# START OF Exercise input

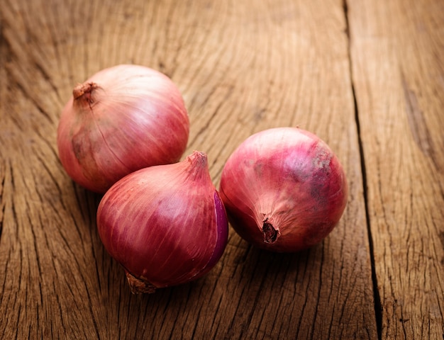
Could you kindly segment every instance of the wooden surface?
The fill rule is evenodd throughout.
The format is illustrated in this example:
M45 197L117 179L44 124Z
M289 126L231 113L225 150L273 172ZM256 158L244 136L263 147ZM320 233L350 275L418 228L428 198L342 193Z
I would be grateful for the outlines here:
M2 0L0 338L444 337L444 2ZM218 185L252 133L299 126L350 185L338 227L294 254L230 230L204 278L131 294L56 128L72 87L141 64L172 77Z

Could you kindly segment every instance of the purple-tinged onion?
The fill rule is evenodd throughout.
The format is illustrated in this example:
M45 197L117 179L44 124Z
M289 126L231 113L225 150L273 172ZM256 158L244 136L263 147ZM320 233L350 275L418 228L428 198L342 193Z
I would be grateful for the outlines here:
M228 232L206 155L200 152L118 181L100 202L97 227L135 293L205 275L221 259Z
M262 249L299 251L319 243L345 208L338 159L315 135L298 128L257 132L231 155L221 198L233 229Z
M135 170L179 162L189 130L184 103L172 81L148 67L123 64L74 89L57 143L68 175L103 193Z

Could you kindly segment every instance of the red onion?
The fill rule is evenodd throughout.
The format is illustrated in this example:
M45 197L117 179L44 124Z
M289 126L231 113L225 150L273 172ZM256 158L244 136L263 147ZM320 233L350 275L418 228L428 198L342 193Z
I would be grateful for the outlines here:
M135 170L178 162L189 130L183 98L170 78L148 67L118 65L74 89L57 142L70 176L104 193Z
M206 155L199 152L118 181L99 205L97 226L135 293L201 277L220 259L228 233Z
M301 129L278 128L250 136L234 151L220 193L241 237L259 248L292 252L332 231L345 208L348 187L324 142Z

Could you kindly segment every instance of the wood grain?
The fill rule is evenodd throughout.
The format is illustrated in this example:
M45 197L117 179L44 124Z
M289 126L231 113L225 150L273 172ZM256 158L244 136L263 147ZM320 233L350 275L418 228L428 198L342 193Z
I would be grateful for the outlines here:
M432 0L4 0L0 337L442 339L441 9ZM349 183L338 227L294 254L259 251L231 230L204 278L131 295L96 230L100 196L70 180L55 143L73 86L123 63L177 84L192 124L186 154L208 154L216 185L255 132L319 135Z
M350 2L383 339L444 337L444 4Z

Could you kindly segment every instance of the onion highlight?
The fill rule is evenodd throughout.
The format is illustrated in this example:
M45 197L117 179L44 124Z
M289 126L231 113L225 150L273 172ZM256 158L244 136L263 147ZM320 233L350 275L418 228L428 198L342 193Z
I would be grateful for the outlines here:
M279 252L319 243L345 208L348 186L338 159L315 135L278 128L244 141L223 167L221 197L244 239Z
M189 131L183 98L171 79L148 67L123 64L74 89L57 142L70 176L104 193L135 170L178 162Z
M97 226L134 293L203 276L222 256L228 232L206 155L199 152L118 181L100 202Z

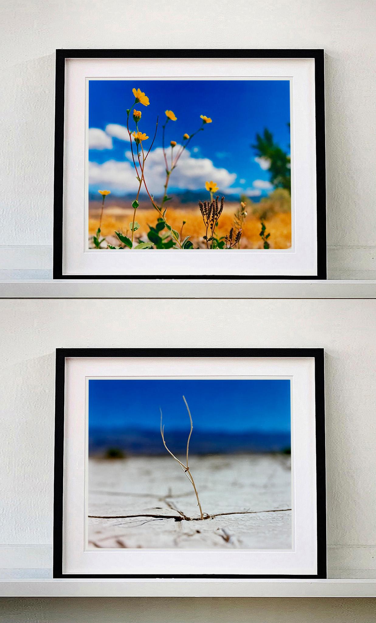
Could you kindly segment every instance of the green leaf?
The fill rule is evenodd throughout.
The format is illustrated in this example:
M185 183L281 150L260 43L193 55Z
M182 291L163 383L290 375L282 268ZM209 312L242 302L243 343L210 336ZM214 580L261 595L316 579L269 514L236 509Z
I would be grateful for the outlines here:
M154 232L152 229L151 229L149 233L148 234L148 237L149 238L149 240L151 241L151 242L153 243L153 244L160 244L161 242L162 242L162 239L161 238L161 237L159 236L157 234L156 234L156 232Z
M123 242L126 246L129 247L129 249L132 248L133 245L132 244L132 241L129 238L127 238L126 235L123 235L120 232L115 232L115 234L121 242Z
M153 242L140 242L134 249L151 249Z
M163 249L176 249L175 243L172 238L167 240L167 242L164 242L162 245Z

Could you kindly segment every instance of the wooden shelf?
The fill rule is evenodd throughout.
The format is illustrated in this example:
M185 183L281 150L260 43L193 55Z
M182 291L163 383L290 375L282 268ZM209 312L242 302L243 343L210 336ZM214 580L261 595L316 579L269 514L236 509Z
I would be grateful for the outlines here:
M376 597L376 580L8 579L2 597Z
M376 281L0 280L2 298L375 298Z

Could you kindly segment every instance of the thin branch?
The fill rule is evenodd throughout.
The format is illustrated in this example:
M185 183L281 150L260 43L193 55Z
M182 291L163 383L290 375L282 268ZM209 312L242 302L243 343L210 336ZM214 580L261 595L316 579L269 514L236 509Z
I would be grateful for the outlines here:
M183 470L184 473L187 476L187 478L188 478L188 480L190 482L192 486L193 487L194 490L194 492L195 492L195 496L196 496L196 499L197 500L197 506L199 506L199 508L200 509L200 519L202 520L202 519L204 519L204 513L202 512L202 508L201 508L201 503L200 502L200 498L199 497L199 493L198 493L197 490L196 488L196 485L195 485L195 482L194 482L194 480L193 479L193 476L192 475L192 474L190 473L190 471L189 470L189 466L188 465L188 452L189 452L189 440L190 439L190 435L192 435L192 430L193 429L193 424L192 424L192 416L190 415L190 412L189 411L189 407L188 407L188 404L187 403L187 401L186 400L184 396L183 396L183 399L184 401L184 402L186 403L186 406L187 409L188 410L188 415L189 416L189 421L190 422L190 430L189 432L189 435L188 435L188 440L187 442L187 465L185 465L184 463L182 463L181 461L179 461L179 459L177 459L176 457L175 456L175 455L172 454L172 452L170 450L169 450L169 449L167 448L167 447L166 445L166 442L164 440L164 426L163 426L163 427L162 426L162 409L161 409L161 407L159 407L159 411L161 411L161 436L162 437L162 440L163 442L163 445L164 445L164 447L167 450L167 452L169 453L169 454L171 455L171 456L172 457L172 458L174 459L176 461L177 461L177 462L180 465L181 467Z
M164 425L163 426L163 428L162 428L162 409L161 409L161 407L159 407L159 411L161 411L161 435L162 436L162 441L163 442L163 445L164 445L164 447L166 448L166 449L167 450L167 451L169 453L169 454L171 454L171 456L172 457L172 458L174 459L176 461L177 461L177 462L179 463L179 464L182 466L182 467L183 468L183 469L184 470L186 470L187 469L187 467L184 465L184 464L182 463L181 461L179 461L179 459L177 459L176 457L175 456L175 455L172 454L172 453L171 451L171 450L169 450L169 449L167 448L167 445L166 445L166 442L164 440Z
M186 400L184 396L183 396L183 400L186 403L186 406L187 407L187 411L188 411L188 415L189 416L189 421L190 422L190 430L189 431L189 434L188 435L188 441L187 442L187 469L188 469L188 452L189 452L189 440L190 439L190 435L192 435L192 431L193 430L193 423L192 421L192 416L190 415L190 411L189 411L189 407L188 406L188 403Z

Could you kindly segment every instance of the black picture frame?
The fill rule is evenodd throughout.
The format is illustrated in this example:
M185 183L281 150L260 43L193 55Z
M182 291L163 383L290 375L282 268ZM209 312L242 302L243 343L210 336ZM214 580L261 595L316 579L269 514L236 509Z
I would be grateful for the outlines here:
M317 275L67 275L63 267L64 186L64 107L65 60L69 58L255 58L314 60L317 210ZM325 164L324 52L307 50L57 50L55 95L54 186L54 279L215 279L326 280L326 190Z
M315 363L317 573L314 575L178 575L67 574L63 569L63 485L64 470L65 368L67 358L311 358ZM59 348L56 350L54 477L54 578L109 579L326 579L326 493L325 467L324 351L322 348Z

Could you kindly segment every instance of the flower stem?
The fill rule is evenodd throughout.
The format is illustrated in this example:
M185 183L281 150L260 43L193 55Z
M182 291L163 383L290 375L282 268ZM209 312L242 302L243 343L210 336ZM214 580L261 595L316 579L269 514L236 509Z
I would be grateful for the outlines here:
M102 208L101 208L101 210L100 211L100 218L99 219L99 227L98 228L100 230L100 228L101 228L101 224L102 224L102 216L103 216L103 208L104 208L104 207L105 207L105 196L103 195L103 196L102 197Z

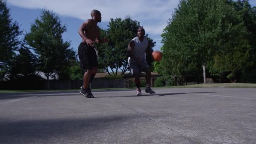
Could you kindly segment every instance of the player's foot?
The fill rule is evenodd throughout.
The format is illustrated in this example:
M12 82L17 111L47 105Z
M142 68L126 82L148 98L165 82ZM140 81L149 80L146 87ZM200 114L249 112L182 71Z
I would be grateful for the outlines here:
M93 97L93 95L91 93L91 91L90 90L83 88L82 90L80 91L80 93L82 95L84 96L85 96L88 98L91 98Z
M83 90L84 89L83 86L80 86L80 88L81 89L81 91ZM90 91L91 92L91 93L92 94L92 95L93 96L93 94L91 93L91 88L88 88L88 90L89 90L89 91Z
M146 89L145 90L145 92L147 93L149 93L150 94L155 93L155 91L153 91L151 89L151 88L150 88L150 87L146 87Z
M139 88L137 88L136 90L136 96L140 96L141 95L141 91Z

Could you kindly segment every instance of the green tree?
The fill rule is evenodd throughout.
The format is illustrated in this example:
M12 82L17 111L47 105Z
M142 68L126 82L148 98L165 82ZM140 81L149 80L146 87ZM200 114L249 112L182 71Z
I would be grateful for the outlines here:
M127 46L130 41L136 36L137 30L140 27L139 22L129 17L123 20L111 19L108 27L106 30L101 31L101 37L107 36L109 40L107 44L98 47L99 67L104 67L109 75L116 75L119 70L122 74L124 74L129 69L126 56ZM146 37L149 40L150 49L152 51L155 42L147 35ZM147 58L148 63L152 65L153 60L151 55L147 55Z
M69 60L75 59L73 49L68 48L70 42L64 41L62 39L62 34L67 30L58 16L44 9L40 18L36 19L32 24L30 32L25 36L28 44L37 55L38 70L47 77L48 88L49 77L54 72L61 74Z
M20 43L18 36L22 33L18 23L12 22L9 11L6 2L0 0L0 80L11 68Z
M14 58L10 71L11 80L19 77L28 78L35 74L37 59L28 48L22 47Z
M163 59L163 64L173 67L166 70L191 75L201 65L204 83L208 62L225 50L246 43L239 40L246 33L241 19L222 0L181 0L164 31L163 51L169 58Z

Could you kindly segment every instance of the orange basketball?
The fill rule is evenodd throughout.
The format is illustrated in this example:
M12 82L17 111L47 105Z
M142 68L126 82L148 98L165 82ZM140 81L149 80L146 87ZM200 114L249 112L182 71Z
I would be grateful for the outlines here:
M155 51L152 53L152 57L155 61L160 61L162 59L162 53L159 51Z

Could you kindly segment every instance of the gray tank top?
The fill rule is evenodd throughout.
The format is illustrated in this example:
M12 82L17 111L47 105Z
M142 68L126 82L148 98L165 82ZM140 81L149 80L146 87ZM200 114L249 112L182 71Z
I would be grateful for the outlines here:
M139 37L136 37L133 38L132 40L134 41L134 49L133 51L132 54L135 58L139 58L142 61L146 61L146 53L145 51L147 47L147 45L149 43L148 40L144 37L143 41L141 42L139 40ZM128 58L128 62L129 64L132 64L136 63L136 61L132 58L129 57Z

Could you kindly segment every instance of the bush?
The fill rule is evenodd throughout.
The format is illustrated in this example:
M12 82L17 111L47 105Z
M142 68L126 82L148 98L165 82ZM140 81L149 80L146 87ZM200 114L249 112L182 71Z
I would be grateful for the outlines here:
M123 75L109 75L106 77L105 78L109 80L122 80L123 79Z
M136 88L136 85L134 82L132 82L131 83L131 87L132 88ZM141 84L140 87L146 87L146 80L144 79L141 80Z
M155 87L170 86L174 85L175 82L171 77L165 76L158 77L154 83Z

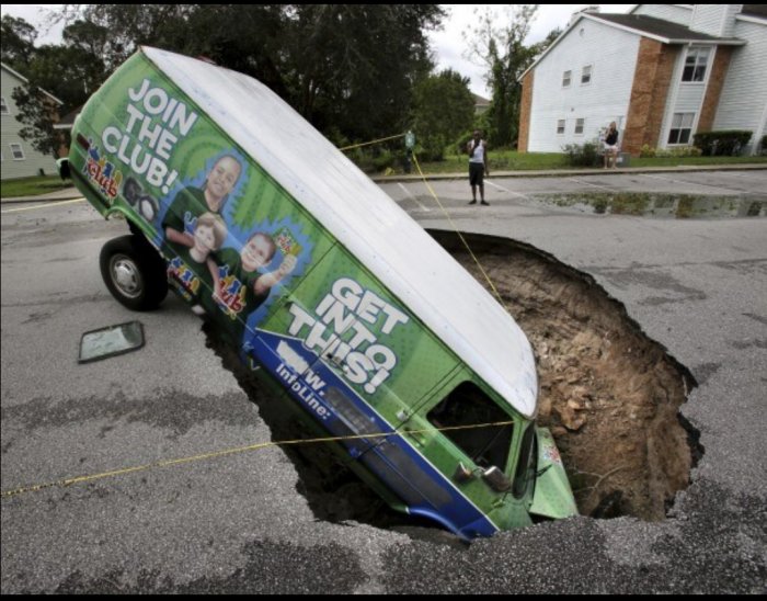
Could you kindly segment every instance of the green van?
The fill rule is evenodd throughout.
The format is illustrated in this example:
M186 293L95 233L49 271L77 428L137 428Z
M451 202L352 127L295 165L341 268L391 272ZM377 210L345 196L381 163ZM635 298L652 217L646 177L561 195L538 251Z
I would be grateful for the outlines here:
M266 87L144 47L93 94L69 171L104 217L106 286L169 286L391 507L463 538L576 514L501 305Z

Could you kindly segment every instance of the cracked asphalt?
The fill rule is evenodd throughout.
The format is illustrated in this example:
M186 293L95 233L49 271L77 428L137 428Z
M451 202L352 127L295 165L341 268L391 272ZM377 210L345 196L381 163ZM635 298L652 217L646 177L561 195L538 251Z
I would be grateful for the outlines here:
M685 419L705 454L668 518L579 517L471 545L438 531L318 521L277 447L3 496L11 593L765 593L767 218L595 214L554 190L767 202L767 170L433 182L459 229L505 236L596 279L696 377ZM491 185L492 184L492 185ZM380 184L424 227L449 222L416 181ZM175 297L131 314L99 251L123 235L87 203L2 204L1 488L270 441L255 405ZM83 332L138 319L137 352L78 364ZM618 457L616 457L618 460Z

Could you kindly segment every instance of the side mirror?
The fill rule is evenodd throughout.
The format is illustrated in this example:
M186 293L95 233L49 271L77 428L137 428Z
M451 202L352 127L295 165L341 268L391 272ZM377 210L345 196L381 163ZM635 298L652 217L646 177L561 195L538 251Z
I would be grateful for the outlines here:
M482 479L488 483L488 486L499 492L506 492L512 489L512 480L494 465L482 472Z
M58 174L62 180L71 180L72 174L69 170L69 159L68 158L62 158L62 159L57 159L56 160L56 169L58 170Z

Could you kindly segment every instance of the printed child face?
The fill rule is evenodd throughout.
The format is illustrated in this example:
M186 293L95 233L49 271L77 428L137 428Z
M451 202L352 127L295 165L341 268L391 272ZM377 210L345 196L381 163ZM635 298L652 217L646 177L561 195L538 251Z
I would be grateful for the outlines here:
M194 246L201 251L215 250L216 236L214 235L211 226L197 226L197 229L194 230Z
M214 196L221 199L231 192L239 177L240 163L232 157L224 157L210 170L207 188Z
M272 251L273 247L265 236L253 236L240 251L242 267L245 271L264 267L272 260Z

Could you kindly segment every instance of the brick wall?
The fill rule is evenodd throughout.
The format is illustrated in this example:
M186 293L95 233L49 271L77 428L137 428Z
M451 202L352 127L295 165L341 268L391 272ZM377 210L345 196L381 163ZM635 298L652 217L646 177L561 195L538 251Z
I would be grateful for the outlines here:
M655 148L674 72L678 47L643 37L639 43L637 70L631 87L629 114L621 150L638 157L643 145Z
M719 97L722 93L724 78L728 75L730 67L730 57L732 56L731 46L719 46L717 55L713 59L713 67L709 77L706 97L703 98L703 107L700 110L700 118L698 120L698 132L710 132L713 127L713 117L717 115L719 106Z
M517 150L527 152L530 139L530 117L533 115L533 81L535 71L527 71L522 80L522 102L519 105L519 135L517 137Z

# END OF Exercise input

• _What to produce_
Starting at the line that contains "Could you kindly segment every instance of the brick", copy each line exactly through the end of the listing above. Include that first line and the last one, and add nothing.

• _Solution to this exercise_
Could you kindly segment every instance of the brick wall?
The fill rule is evenodd throughout.
The format is illustrated in this example:
M186 293L95 233L49 271L77 428L137 428Z
M451 202L352 127L295 165L341 268L391 272ZM377 210L345 196L381 163ZM635 298L652 217L646 177L561 195L538 251Z
I would be grateful for the outlines here:
M655 148L674 72L678 47L643 37L639 43L637 70L631 87L629 114L621 150L638 157L643 145Z
M719 97L722 93L724 78L728 75L730 67L730 57L732 56L731 46L719 46L717 55L713 59L713 67L709 77L706 97L703 98L703 107L700 110L700 118L698 120L698 132L710 132L713 127L713 117L717 115L719 106Z
M517 150L527 152L530 139L530 117L533 115L533 81L535 71L527 71L522 80L522 102L519 105L519 135L517 137Z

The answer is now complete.